# What is asked:
Write out every one of the lines below without changing anything in them.

============

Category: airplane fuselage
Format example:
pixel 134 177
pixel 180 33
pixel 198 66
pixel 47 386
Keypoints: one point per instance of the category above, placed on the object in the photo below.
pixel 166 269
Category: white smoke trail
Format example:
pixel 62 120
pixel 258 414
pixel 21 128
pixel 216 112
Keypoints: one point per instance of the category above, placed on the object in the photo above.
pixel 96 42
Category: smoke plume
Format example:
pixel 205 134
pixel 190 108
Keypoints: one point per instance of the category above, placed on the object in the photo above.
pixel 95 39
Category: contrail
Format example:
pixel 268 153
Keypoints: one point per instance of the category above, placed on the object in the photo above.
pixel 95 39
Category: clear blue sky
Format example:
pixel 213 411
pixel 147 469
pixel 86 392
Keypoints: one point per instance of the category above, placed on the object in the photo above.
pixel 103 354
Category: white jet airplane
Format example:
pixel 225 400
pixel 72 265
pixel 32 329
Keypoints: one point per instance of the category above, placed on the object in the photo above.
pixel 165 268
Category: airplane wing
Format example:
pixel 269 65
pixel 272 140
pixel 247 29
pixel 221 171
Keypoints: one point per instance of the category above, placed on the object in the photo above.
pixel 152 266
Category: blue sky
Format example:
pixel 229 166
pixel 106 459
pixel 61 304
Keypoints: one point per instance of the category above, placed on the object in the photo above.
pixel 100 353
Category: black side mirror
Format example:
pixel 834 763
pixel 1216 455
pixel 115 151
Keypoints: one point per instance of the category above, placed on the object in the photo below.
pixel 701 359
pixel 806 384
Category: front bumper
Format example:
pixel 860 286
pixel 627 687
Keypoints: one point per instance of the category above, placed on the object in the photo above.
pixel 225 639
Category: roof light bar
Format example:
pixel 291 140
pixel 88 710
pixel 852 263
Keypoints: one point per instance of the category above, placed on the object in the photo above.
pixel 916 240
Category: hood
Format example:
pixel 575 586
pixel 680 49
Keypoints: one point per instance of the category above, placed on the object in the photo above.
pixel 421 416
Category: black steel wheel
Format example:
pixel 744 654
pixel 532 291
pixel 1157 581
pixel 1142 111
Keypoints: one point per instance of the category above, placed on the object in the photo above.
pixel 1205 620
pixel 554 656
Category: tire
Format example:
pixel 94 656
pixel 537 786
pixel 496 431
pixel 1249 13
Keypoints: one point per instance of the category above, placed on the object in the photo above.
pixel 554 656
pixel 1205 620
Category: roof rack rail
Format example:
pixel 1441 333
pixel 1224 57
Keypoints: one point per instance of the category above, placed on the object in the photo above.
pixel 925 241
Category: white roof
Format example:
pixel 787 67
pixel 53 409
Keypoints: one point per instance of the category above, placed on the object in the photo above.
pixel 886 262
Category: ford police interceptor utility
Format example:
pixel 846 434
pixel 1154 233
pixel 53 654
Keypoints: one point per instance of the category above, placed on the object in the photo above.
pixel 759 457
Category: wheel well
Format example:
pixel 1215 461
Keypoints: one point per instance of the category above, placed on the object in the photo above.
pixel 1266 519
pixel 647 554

============

# Response to the exercise:
Category: airplane fuselage
Format example:
pixel 134 177
pixel 180 33
pixel 198 66
pixel 47 386
Keypoints: one point per instance of the category above, placed on the object in the photo below.
pixel 166 269
Category: white smoke trail
Format example:
pixel 62 120
pixel 258 414
pixel 21 128
pixel 216 112
Keypoints: one point per instance of the category above, placed on the object in the photo above.
pixel 96 42
Category: smoke plume
Format example:
pixel 205 134
pixel 190 108
Keypoints: one point per instance of the category above, placed on the object in the photo above.
pixel 95 39
Category: contrail
Format example:
pixel 268 153
Keypoints: one point per instance of the category above, placed on the object in the photo above.
pixel 95 39
Category: clear blue sky
Format example:
pixel 213 411
pixel 147 469
pixel 86 392
Keypoints: one point per instance of the category above, placed on the object in the photo above.
pixel 103 354
Category: white jet airplane
Format example:
pixel 225 400
pixel 72 265
pixel 32 329
Keypoints: one point per instance of the category above, placed on the object in the photo above.
pixel 165 268
Category: airplane wing
Format example:
pixel 269 65
pixel 272 140
pixel 247 29
pixel 221 171
Keypoints: one point per instance of the category above, placed on the object in the photo above.
pixel 152 266
Category: blue sky
Format example:
pixel 229 166
pixel 106 459
pixel 61 304
Keypoints: one point per instance of the category above, placed on the object in the photo above.
pixel 100 353
Category: black side mirror
Format example:
pixel 834 763
pixel 1216 455
pixel 115 151
Keypoints: one point per instance of the category above, placed on the object in the photo below.
pixel 701 359
pixel 806 384
Category: front bumper
Format example:
pixel 860 286
pixel 627 687
Keypoints: one point per instance of the category above, placed on the object in the photo above.
pixel 225 639
Category: roof light bar
Format example:
pixel 291 140
pixel 88 710
pixel 852 263
Keypoints: one point per instance of the category above, placed on the object in the photo above.
pixel 916 240
Category: hood
Format example:
pixel 575 586
pixel 680 49
Keypoints: one point per instance of the category above, placed on the object in the photo above.
pixel 421 416
Category: black steel wheel
Format example:
pixel 744 654
pixel 532 291
pixel 1157 581
pixel 1142 111
Keypoints: one point per instance of the category above, placed on the object in the photo above.
pixel 1205 620
pixel 554 656
Category: tire
Format example:
pixel 94 656
pixel 537 786
pixel 496 431
pixel 1249 13
Keypoints: one point per instance of the category above, placed on the object in the photo above.
pixel 554 656
pixel 1205 620
Category: roof rack rail
Format example:
pixel 1441 333
pixel 1224 57
Keypoints: one point per instance of the category above, placed on the object in the photo above.
pixel 925 241
Category: white roof
Format example:
pixel 787 67
pixel 53 409
Keypoints: one point per instance of the category above, placed on the object in the photo above.
pixel 886 262
Category: ford police interceptor utility
Format example:
pixel 846 434
pixel 1154 233
pixel 53 654
Keypoints: one point per instance of the category above, placed on the object in the photo above.
pixel 759 457
Category: wheel well
Format example:
pixel 1215 461
Keypoints: one point per instance of the category above, placed on the object in the photo above.
pixel 1266 519
pixel 647 554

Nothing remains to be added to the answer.